**Text excerpt**:
##############################

Couple’s hang up over R&B star calls

Date published: 01 July 2009


A tune by a chart-topping recording artist has rung all the wrong bells with a frustrated Grotton couple.

Gerry Matley and his wife, Catriona Howard-Smith, have been deluged with shoals of telephone calls from adoring fans of American R&B hitmaker, Soulja Boy.

The Atlanta-based star’s latest tune, “Kiss Me Thru the Phone” hit the UK singles charts a month ago. Since then the couple’s home telephone has gone into meltdown. Because the singer raps a 10-digit phone number in the song and the first seven numbers link callers in the Greater Manchester area and beyond directly to their ex-directory home telephone.

Catriona, who ran the Hanging Gate pub in Diggle with her husband, said: “We are getting more than 40 calls a day at the moment from Soulja Boy fans.

“Mostly, the calls come from young girls who ring in the afternoon after they have finished school. But there have been extremes with callers phoning up at 3am asking to speak to the star.

“Many actually believe they are going to speak to the singer himself. We don’t want to burst their bubble — and we do try to let them down gently. But they simply have a problem believing we are actually in Grotton — not America.

##############################

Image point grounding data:
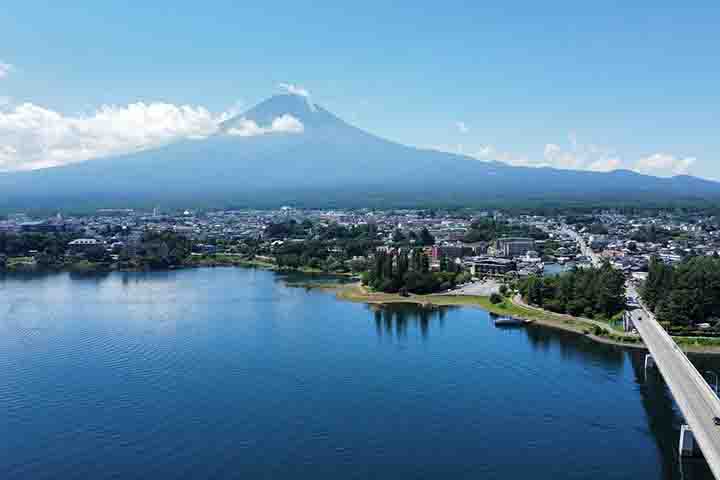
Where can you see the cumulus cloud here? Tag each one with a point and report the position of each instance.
(283, 124)
(665, 164)
(576, 155)
(295, 89)
(489, 153)
(5, 69)
(299, 91)
(34, 137)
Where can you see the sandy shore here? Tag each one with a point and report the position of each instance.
(357, 293)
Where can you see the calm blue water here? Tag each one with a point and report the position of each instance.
(229, 373)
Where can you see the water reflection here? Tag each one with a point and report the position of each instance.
(394, 320)
(665, 419)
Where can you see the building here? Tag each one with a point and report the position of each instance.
(42, 226)
(511, 247)
(491, 266)
(82, 245)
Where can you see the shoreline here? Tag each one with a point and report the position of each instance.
(531, 315)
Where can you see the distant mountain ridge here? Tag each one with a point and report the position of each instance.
(329, 163)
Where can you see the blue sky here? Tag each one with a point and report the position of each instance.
(564, 84)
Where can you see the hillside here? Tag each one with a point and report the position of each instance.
(328, 163)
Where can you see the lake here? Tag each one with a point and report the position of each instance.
(231, 373)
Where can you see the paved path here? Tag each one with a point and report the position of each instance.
(482, 289)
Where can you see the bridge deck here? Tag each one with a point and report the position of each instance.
(696, 399)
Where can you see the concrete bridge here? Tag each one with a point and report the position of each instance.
(696, 399)
(698, 402)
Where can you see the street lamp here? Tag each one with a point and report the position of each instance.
(716, 380)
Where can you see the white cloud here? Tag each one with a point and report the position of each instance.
(664, 164)
(34, 137)
(577, 155)
(6, 69)
(462, 127)
(283, 124)
(295, 89)
(489, 153)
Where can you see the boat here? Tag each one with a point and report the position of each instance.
(509, 322)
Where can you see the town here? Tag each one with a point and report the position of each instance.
(481, 243)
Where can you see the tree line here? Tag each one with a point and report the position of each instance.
(685, 294)
(408, 271)
(586, 292)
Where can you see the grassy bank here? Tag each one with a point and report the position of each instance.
(603, 332)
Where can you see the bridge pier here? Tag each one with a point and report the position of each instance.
(649, 361)
(688, 447)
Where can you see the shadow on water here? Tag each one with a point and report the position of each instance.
(575, 347)
(394, 320)
(665, 419)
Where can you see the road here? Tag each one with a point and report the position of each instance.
(697, 401)
(584, 248)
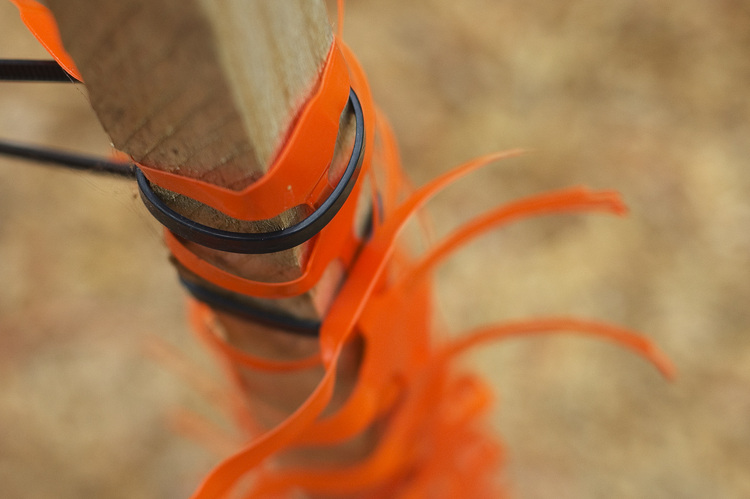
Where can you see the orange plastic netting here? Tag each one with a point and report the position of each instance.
(433, 441)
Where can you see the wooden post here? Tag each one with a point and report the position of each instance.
(207, 89)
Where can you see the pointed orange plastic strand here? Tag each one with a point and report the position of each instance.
(40, 21)
(335, 330)
(566, 200)
(622, 336)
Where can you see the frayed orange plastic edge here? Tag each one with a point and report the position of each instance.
(299, 174)
(41, 23)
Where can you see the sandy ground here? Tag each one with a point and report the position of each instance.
(648, 97)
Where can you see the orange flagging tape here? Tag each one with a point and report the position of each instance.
(432, 439)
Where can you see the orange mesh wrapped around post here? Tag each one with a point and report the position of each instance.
(433, 439)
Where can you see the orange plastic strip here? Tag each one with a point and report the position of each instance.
(40, 21)
(299, 174)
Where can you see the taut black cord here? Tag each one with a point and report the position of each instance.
(31, 70)
(66, 159)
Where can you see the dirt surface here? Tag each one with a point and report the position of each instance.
(649, 98)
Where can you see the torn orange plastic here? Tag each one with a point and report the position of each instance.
(40, 22)
(336, 241)
(298, 176)
(434, 442)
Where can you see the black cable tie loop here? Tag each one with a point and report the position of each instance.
(264, 242)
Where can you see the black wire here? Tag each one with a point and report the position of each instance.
(32, 70)
(66, 159)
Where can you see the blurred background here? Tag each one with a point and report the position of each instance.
(646, 97)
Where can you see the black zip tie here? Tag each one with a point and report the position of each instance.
(27, 70)
(263, 242)
(66, 159)
(253, 313)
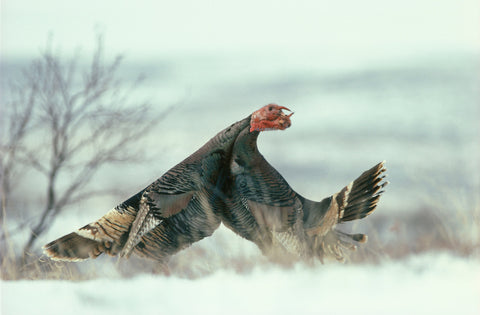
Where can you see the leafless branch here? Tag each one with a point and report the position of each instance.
(67, 122)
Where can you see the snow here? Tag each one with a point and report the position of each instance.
(435, 283)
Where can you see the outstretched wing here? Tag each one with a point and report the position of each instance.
(355, 201)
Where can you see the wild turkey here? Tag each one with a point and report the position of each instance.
(263, 208)
(225, 180)
(179, 208)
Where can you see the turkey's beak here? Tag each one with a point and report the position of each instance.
(284, 120)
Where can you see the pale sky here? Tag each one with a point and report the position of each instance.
(146, 29)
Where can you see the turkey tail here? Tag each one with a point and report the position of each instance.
(106, 235)
(360, 197)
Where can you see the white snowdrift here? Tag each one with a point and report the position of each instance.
(433, 284)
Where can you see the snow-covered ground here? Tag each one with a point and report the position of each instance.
(428, 284)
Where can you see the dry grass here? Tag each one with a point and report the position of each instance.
(391, 237)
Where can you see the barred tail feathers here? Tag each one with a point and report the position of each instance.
(107, 235)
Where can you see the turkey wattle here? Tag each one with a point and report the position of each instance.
(263, 208)
(226, 180)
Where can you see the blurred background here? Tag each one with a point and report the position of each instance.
(368, 81)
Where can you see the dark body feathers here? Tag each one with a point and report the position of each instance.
(227, 180)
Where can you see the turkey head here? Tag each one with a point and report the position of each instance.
(270, 117)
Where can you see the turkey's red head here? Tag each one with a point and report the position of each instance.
(270, 117)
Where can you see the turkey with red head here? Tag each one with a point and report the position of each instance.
(181, 207)
(263, 208)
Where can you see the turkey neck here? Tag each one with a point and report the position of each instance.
(245, 147)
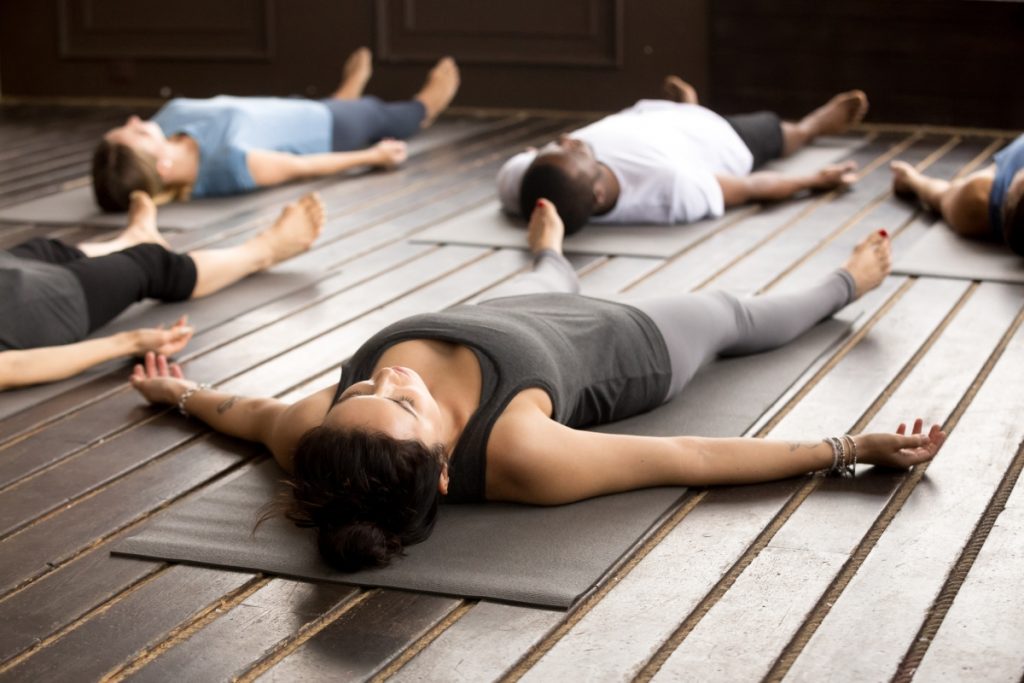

##############################

**Instructions**:
- 1) According to the news story about the Soulja Boy calls, why do fans who dial the number from the song end up reaching the Grotton couple's home? Answer in one to three sentences.
- 2) Decide whether each statement agrees with the news story about the Soulja Boy calls. Answer yes or no, and quote the words of the story that settle it.
(a) The song reached the UK singles charts about a month before the story was published.
(b) The couple's home number is listed in the telephone directory.
(c) Most of the calls come from young girls in the morning.
- 3) Write a continuation of the news story about the Soulja Boy calls, beginning right after its final sentence.
Nothing in the items is needed for the work that comes after them.

**Responses for each task**:
- 1) The singer raps a 10-digit phone number in "Kiss Me Thru the Phone," and the first seven digits connect callers in the Greater Manchester area and beyond directly to the couple's ex-directory home telephone.

- 2)
(a) Yes: "hit the UK singles charts a month ago."
(b) No: "directly to their ex-directory home telephone."
(c) No: "Mostly, the calls come from young girls who ring in the afternoon after they have finished school."

- 3)
“Some fans start singing down the phone to us, and, even though we patiently explain the situation, they find it hard to understand we have absolutely nothing to do with the singer.”

Mr Matley, a 54-year-old father-of-two, runs an energy assessment business from his home and for business reasons cannot change his number.

He said: “It must be a billion-to-one chance for someone to choose our telephone number to include in a song.

“Our lives have been turned upside down by the calls. Many fans think they are through to a showbiz hotline — not a private house. We are just going to have to tough it out until interest in the tune fades,” he added.

Soulja Boy — real name DeAndre Ramone — has become a massive star on the rap scene in the United States and received a Grammy nomination in 2008.

He had a public feud with Ice-T after the Gangsta legend said his work was garbage and accused him of killing hip-hop. In December, last year, he was held at gunpoint in his home by robbers.

Ms Howard-Smith knew nothing of the singer’s colourful personal life when the calls first began.

But she later solved the riddle when her daughter, Catherine (20) told her about the song and his popularity.

She added: “It is really bizarre. Some callers ask if I am his girlfriend.”

“I suppose it is amusing — but we wish it would stop.”